What you will do: Where in the listing does the word "white" appear? Report each line that holds it.

Task input:
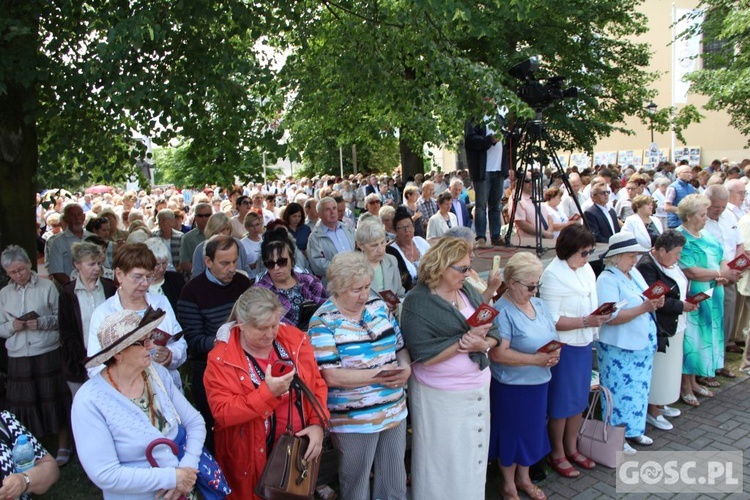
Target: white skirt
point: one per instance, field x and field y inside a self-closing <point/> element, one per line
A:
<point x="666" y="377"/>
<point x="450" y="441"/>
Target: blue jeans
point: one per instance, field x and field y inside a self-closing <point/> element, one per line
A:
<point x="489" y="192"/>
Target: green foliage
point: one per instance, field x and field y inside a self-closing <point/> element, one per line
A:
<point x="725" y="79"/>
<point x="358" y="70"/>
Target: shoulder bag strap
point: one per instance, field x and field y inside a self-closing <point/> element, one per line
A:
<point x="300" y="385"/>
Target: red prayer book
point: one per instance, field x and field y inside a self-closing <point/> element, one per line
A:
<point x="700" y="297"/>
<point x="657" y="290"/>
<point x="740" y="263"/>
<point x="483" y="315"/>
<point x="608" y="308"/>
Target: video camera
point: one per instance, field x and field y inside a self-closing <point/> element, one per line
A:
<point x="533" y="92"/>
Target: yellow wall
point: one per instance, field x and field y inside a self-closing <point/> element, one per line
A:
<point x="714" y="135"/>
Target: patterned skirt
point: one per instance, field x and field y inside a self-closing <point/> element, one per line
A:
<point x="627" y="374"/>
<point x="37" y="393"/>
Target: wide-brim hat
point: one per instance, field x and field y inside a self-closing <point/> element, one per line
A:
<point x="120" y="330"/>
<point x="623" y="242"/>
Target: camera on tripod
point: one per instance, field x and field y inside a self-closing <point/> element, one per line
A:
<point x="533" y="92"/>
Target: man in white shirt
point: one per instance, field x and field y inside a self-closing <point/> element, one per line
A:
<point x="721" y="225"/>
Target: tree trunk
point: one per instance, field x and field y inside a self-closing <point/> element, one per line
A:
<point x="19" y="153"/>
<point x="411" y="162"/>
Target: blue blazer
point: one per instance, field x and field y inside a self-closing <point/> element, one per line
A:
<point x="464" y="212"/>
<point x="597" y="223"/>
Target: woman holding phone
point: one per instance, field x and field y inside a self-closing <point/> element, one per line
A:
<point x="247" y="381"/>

* * *

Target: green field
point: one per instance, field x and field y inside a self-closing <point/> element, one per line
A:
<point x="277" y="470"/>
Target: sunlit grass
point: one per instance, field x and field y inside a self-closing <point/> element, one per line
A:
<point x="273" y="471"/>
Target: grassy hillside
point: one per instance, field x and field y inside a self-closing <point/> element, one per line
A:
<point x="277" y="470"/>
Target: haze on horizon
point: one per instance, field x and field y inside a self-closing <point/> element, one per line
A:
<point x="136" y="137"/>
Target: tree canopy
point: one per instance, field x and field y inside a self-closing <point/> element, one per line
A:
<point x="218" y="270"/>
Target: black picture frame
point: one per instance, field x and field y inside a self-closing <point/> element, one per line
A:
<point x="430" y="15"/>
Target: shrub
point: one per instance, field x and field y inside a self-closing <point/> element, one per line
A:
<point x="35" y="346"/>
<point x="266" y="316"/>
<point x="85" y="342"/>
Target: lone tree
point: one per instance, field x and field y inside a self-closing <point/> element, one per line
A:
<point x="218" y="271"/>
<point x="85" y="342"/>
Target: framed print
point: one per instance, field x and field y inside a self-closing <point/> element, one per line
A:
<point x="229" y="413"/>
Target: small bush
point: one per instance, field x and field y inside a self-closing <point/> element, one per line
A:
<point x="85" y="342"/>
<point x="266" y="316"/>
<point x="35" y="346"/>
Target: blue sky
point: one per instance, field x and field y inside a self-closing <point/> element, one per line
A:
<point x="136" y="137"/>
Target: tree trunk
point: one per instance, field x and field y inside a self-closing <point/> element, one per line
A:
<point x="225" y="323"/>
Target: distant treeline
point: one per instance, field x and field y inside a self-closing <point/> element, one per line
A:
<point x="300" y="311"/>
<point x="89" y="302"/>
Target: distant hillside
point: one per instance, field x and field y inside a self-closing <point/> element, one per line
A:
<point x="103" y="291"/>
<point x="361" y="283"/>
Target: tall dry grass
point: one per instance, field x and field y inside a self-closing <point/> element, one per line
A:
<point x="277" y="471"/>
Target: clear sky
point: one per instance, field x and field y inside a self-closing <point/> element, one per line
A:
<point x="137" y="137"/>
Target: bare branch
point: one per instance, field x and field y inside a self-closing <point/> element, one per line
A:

Exercise answer:
Target: white skirt
Target: man in white shirt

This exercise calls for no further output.